Action item » Wherever the string "hair" shows up in the material below, copy that line.
Content starts
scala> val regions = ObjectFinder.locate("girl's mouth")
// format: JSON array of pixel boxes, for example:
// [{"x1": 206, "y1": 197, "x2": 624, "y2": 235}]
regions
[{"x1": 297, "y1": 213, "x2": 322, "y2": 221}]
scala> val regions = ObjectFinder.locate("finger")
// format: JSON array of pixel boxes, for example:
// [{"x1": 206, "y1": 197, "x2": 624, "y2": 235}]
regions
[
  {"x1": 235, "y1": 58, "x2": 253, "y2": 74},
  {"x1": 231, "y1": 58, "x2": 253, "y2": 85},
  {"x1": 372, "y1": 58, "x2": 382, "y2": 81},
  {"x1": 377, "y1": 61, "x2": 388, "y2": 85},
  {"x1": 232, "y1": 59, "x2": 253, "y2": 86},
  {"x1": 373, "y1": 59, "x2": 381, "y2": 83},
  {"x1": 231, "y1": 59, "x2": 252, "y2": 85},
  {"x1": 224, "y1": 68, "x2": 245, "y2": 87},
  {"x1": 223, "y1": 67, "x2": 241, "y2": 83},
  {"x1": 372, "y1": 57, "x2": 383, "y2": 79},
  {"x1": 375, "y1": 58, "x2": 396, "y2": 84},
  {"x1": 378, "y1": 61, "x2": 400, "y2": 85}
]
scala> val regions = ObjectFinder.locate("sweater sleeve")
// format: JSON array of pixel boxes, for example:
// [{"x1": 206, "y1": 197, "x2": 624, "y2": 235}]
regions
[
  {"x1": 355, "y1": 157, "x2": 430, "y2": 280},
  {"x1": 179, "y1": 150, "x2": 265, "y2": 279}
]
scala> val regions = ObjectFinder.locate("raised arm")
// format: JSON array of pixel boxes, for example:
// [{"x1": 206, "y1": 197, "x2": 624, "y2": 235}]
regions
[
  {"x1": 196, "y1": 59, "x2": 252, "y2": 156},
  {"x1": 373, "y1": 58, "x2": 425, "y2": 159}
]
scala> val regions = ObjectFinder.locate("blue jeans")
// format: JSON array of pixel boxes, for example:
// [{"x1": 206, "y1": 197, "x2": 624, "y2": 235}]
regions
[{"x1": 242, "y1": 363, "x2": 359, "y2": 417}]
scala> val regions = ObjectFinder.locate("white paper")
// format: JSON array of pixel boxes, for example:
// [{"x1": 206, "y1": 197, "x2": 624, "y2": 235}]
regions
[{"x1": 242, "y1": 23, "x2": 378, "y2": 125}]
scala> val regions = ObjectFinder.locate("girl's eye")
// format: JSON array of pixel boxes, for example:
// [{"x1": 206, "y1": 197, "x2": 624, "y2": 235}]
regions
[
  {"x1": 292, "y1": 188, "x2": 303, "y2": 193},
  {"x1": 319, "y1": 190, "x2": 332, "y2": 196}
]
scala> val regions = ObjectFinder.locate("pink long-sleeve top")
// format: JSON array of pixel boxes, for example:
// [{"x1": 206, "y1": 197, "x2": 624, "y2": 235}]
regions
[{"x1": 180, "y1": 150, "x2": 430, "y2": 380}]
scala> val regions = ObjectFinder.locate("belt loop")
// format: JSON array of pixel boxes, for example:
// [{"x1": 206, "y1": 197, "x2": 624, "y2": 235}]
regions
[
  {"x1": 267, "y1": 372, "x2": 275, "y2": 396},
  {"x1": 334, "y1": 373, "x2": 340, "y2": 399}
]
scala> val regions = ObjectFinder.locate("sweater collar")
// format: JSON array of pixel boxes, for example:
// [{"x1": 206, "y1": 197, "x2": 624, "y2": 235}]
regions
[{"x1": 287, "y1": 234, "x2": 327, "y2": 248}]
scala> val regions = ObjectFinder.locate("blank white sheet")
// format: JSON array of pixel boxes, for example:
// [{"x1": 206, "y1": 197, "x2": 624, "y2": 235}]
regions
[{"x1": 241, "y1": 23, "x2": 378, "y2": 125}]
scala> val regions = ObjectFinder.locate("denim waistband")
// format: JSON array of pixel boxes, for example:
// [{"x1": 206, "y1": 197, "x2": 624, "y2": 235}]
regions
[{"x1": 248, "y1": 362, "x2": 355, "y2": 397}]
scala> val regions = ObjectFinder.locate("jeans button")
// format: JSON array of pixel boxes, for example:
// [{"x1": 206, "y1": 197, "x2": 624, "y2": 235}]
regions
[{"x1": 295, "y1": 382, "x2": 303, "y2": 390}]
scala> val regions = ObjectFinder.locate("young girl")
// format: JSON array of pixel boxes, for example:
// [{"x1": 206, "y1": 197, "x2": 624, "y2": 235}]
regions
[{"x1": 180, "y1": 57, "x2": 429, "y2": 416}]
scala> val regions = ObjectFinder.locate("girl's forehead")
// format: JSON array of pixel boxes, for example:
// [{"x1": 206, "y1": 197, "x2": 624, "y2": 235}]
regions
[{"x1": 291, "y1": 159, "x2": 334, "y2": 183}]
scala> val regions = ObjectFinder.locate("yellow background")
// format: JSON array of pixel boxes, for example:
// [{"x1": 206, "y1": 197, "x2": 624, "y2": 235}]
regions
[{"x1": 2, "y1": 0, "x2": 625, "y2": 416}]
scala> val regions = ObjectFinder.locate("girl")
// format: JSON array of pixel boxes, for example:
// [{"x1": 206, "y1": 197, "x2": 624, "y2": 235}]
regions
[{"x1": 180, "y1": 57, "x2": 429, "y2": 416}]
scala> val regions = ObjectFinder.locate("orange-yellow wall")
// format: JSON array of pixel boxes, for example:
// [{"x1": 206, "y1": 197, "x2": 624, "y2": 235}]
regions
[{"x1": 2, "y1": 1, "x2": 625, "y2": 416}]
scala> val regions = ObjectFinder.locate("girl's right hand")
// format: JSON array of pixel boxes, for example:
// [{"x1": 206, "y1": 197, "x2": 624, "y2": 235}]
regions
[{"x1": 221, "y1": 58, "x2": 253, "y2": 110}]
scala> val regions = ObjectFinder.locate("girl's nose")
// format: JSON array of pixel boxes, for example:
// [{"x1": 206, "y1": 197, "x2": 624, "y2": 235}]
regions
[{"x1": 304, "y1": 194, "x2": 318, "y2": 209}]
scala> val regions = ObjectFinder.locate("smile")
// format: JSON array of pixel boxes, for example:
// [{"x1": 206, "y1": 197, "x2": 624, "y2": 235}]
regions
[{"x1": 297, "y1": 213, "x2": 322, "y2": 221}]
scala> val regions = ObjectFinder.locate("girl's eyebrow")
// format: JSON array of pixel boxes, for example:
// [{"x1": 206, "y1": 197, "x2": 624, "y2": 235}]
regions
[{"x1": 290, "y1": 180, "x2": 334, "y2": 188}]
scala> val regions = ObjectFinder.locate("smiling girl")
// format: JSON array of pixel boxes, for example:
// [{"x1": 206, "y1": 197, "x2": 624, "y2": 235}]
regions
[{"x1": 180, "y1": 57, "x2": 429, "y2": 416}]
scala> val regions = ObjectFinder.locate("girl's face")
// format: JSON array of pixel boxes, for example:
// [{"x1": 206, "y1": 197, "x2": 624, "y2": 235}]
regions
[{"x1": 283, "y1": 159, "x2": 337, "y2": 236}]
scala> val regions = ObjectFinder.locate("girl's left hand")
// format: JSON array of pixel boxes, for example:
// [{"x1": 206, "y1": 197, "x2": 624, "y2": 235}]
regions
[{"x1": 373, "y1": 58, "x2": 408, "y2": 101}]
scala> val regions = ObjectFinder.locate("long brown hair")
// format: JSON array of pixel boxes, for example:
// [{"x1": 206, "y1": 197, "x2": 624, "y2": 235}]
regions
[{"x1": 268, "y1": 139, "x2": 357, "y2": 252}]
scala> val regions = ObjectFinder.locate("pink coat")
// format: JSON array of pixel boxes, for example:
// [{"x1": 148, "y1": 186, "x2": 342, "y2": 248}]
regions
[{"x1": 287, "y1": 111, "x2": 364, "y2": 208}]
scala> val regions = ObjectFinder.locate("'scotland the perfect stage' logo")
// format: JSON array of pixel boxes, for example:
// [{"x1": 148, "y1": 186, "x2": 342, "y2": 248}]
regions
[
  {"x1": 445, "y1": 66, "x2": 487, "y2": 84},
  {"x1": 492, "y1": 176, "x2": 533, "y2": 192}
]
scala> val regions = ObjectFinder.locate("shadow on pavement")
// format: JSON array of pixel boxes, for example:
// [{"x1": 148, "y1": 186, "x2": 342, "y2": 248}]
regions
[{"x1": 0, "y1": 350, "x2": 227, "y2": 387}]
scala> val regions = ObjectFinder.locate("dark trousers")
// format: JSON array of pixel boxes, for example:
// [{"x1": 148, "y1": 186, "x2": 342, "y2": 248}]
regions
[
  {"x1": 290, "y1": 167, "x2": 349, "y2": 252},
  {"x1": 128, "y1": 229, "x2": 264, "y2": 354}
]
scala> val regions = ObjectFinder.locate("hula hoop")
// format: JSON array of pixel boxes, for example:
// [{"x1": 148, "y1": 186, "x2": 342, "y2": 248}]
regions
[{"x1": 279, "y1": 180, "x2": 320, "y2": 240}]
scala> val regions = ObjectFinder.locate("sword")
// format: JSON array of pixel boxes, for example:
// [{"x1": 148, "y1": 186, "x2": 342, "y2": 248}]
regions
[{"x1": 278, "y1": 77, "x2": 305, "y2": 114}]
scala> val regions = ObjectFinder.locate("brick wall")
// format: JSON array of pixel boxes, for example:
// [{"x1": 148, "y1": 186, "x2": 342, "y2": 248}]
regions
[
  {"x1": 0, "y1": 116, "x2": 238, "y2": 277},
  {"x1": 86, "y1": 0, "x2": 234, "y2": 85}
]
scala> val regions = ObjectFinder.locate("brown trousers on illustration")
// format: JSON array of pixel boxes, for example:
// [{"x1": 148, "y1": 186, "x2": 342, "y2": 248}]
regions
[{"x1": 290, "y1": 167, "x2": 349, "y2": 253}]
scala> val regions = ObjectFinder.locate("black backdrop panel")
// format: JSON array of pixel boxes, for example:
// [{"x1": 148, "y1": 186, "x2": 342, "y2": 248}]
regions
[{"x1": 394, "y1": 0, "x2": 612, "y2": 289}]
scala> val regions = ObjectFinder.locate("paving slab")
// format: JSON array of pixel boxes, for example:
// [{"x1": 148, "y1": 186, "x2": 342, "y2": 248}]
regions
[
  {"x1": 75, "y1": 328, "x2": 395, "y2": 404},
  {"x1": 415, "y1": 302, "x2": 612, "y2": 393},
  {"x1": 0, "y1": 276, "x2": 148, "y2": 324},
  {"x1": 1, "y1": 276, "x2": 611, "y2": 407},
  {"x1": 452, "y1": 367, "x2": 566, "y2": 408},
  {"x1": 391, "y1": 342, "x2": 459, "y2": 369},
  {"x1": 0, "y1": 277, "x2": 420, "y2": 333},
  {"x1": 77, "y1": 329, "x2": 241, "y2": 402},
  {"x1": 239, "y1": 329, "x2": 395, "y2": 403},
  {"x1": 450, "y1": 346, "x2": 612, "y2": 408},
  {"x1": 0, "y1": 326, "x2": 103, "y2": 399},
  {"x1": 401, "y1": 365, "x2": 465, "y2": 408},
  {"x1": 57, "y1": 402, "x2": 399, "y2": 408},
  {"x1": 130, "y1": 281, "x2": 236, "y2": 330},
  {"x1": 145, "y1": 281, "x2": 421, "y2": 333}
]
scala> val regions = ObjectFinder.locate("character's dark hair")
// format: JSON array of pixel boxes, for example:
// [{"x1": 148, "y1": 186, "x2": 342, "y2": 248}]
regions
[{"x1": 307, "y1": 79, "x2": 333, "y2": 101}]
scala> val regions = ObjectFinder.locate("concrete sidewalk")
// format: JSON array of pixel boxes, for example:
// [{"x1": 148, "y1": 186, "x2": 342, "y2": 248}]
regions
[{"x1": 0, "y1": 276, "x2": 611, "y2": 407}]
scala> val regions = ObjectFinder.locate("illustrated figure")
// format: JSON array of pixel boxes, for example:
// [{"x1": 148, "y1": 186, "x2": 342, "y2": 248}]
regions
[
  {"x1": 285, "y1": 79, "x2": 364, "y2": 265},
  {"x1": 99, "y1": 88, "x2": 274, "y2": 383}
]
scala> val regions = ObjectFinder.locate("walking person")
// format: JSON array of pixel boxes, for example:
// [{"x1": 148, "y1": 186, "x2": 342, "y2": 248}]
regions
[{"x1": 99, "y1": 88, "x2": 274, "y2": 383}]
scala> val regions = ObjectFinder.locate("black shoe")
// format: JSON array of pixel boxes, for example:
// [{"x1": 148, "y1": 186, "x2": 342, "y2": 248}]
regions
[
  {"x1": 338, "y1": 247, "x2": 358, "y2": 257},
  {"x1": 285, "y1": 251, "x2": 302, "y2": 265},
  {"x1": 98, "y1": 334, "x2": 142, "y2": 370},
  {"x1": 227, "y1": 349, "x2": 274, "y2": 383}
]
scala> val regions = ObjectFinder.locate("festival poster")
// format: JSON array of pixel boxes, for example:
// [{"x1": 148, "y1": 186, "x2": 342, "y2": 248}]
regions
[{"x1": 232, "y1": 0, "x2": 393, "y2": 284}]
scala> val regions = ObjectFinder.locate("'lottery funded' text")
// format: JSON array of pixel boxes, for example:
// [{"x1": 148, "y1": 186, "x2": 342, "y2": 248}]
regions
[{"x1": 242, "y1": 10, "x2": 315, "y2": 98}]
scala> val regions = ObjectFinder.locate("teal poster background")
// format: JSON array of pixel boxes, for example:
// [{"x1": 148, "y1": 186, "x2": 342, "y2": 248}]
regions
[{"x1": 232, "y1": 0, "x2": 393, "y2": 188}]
Content ends
Task answer »
scala> val regions = ObjectFinder.locate("long brown hair")
scala> val regions = ObjectFinder.locate("character's dark hair")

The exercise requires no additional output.